Work task:
The following data needs to be repeated exactly, with all images excluded.

[Items from a data source]
****************************************

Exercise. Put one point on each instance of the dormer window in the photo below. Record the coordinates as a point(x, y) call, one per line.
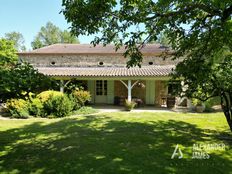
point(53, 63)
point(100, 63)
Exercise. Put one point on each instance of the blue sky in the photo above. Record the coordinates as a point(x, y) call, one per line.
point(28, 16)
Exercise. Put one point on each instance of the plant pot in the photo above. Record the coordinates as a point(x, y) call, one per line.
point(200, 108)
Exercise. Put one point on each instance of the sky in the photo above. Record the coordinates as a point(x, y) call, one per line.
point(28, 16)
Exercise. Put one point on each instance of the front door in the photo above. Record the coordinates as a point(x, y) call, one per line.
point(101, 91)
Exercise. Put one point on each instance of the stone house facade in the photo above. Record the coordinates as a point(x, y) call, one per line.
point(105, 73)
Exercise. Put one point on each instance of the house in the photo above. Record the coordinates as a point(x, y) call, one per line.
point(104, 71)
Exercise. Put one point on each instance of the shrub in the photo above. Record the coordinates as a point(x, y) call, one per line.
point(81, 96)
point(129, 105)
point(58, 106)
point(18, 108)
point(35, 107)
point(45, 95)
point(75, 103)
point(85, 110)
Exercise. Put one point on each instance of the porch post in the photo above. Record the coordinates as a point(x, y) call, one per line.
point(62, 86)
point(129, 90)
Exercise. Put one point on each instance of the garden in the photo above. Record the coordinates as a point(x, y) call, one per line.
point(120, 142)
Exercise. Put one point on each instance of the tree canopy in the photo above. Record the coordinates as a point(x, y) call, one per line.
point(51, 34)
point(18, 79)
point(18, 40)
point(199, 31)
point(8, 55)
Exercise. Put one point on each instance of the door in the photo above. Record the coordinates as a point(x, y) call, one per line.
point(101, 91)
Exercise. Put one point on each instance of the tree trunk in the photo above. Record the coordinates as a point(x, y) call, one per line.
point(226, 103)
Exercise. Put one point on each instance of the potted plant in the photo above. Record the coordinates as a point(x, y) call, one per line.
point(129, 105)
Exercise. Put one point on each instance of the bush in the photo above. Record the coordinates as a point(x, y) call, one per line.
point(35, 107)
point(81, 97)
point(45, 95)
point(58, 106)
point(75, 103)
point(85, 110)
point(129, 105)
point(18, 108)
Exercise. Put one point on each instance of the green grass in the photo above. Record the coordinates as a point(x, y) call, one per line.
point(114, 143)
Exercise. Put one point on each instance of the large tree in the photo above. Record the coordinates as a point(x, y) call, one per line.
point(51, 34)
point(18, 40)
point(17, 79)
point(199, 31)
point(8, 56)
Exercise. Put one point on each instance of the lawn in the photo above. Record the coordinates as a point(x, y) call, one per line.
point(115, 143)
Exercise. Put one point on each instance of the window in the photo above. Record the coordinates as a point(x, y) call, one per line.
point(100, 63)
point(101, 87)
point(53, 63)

****************************************

Exercise output:
Exercise. Put one point on each instance of the dormer window in the photo below. Record the coordinates as a point(x, y) call, one per line.
point(53, 63)
point(100, 63)
Exercise. Put one point on each instance of the blue sky in the photo above. Record the coordinates as a point(x, y) call, one per line.
point(28, 16)
Exercise. Put one point on each instance of the plant pot in the photo above. Record the coordinates as a point(x, y) call, one per line.
point(200, 108)
Exercise. Put one point on each instance of the sky in the photo above. Record the coordinates as a point(x, y) call, one per line.
point(28, 16)
Exercise. Put one point on each instance of the front door in the photo above. Record the coordinates as a point(x, y) call, one per line.
point(101, 91)
Exercise. Put one point on each instance of the stone house facade in the photo above. Record the coordinates as a point(x, y) call, one per line.
point(105, 73)
Exercise. Put one point on each instance of the house in the photo above. Record the coordinates as a point(x, y) call, one per line.
point(104, 71)
Exercise. Put one point on each instance of the shrub in the photo above. Record the coordinates as a point(x, y) call, one per line.
point(81, 96)
point(129, 105)
point(58, 106)
point(18, 108)
point(35, 107)
point(45, 95)
point(75, 103)
point(85, 110)
Exercise. Put one point on each instance of the porch post in the photo above. Record the coordinates as a point(x, y) call, one per line.
point(62, 86)
point(129, 90)
Exercise. Put one point on each instance of the garden in the photo above. Record the coordinates as a point(x, y) call, one per line.
point(120, 142)
Exercise. Put one point on each instance of the tree canopy in the photo above. Record the coordinates as a point(x, y) call, one per line.
point(51, 34)
point(18, 79)
point(18, 40)
point(199, 31)
point(8, 55)
Exercise. Put one point on each instance of the door in the photo above. Record the coordinates as a point(x, y) call, one per line.
point(101, 91)
Exercise. Put one point on each instance of the tree trunk in the photo above. Record the coordinates as a point(x, y) call, one per line.
point(226, 103)
Exercise. Put one point on each instance of the potted plant in the photo above. Record the coordinates as a point(x, y) call, one per line.
point(129, 105)
Exercise. Put one point on each instance of the bush in the photo above. Record the coordinates as a point(x, y) call, one per line.
point(35, 107)
point(81, 97)
point(45, 95)
point(58, 106)
point(75, 103)
point(85, 110)
point(129, 105)
point(18, 108)
Exercise. Put one point on each instance of the green grass in the photo above. Record the coordinates as a point(x, y) call, one per line.
point(114, 143)
Exercise. Put one point on each instance of the large tree in the photo above. Record the coordinates as a point(x, y) call, one per line.
point(51, 34)
point(18, 40)
point(17, 79)
point(199, 31)
point(8, 56)
Exercise. Put one point on each instance of the lawn in the photo above. Record the coordinates as a point(x, y) call, one per line.
point(115, 143)
Exercise. Put one point on each instance of the window in the photo above. Record the coordinates as a point(x, y) call, one per line.
point(100, 63)
point(101, 87)
point(53, 63)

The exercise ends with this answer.